(Stored data entries)

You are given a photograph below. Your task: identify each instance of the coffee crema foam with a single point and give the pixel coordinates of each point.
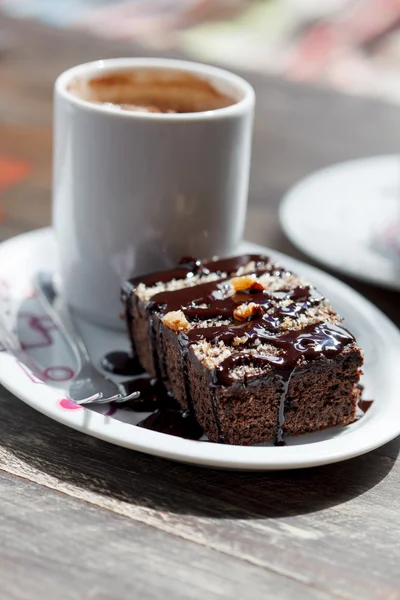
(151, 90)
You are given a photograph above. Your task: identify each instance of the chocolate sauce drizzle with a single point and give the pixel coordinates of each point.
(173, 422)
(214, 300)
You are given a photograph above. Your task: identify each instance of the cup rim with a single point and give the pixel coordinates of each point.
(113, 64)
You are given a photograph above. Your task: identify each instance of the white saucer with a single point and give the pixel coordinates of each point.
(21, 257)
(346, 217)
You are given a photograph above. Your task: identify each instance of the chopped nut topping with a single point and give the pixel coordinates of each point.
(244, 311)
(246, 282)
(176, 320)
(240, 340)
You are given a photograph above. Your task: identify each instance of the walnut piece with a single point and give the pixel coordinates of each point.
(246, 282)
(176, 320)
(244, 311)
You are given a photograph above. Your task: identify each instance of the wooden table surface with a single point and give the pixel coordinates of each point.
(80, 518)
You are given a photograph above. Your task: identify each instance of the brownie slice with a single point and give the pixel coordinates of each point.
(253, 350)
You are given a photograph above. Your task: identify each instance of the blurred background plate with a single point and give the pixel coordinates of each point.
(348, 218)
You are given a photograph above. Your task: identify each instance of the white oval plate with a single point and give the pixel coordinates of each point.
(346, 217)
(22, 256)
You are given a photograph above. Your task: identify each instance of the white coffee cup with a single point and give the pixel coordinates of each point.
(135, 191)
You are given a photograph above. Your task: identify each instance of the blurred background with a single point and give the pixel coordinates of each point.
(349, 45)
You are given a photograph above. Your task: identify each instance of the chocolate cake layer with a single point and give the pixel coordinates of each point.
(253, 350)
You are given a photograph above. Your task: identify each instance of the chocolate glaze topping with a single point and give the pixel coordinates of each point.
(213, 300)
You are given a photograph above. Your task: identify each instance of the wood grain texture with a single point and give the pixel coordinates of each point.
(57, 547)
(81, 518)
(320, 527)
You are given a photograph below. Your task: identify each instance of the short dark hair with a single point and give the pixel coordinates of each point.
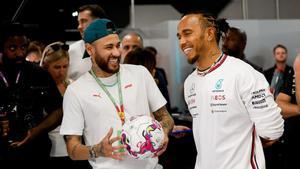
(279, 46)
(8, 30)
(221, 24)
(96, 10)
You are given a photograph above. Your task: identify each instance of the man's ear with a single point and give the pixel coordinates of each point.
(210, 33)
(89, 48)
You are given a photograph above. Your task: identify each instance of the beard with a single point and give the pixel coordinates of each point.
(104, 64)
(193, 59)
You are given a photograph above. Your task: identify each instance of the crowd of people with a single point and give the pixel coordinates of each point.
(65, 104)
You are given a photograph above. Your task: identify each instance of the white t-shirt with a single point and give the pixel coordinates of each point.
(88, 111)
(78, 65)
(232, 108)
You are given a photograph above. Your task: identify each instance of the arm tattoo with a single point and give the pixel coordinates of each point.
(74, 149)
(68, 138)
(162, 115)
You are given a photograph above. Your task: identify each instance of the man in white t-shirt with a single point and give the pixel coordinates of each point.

Written problem: Reproduce exactly the line containing "of the beard" and every line after it through the end of the records above, and nothing else.

Solution to this problem:
You are given a photograph above. Your task: identify each instance of the beard with a single point and give the pixel coordinates of each point.
(104, 64)
(193, 59)
You are given a photograph above. Your task: identify each instance of the crowd of people with a single point and give the pixel coordinates of each point.
(65, 104)
You are given a photograph above. Your task: identify each instance of the white t-shirt with a single point and give the pixel coordinates of each point.
(88, 111)
(78, 65)
(232, 108)
You are given a photograph above. Your task: identify each instance of the arm tattoo with a single point and give the pixel coordinates of each point.
(74, 149)
(68, 138)
(162, 115)
You are given a photograph above. Your task: identify each instance of the man in white t-shirt with a single point and give the pixel coordinates of each point.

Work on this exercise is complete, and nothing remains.